» TASK PROMPT
What follows is a listing to be transcribed exactly.

>> Begin

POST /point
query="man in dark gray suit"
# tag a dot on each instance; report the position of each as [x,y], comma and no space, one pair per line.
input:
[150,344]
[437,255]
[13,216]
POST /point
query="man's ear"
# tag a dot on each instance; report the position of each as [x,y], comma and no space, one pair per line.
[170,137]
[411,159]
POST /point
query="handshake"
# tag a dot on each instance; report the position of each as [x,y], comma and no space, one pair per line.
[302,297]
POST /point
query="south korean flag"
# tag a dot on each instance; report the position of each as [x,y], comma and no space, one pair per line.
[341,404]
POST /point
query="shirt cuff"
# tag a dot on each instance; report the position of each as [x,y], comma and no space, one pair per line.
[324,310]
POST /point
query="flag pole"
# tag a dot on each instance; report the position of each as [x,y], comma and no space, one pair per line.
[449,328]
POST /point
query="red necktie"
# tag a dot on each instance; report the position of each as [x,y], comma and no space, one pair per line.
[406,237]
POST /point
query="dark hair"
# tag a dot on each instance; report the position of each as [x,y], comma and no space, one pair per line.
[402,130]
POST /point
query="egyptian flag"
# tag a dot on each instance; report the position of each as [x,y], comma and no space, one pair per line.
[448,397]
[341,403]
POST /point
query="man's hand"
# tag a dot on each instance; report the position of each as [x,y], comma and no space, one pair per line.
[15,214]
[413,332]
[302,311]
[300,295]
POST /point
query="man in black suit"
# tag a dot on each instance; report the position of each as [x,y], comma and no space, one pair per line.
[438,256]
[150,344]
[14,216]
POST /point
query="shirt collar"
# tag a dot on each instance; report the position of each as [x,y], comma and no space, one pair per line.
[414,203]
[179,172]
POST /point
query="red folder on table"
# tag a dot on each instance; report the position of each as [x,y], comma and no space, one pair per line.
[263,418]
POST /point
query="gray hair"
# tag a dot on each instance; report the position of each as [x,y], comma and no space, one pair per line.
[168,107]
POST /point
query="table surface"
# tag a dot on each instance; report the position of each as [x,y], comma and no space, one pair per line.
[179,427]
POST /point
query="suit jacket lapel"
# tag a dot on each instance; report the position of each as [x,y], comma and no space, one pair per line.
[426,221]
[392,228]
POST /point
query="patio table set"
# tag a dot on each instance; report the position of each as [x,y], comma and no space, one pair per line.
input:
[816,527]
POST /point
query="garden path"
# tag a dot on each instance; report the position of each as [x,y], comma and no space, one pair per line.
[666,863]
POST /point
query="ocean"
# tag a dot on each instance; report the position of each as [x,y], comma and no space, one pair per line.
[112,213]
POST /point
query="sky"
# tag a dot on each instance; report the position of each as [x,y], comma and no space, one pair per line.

>> End

» RESULT BELOW
POST /point
query="man in dark gray suit"
# tag a dot on each instance; report the position of each as [x,y], comma and no space, one pair per line.
input:
[150,344]
[437,255]
[13,216]
POST /point
query="man's ear"
# tag a dot on each instance; report the position of each as [x,y], comma and no space, one pair per line.
[170,137]
[411,159]
POST /point
query="handshake"
# tag a dot on each instance; report the position of each as [x,y], comma and no space, one pair per line.
[302,297]
POST /point
query="south korean flag"
# tag a dot on each instance; report the position of each as [x,y], comma and no space, one pair per line.
[341,404]
POST /point
query="shirt cuff"
# tag a dot on each instance; report the position of each as [x,y], comma and no space, one pair per line.
[324,310]
POST /point
query="flag pole"
# tag a dot on each instance; report the position of each as [x,y], comma and no space, one pair per line.
[449,328]
POST /point
query="red necktie"
# tag a dot on each instance; report the position of each as [x,y], comma and no space, one pair per line.
[406,237]
POST /point
query="dark hair"
# tag a dot on each instance; report the position of each as [x,y], comma and no space, one pair per line.
[402,130]
POST /point
query="egyptian flag"
# tag a dot on each instance; report the position of each as [x,y], comma and no space, one pair per line.
[448,397]
[341,403]
POST /point
query="man's hand"
# tag a dot on each instance; report the position of each as [x,y], comma and no space, one pair per line.
[15,214]
[413,332]
[302,311]
[300,295]
POST /point
query="man in black suit"
# tag a dot on each instance; report the position of each as [x,y], comma and no space, one pair per line.
[438,256]
[150,344]
[14,216]
POST /point
query="shirt collar"
# tag a dot on each instance; report the position of each as [x,y], comma and no space, one pair per line.
[414,203]
[179,172]
POST /point
query="red folder on table"
# tag a dot on each instance; report the position of each as [x,y], comma and no space, one pair per line.
[263,418]
POST /point
query="gray hair"
# tag a dot on each instance; report the position of each as [x,y], comma and no space, one pair per line.
[168,107]
POST /point
query="table surface"
# tag a dot on each instance; report the position of each as [x,y], comma and no space, one pair per line.
[179,427]
POST /point
query="suit jacket lapel"
# tag a dot on each instance; report the position of each as [x,y], comma and no space, one pair per line.
[426,221]
[392,228]
POST /point
query="patio table set"
# tag a dot on each instance; report the position of each as [x,y], comma and no space, one pair per line.
input:
[816,527]
POST /point
query="garden path"
# tag a dot on each instance; report the position of each as [x,y], comma and no space, one pair per line.
[666,863]
POST /point
query="ocean"
# tag a dot on each instance; report the position of each as [x,y], comma and no space, one pair per line.
[112,213]
POST /point
query="sky"
# tag a dot on each instance; report the position of each as [x,y], comma and no space, one pair per line.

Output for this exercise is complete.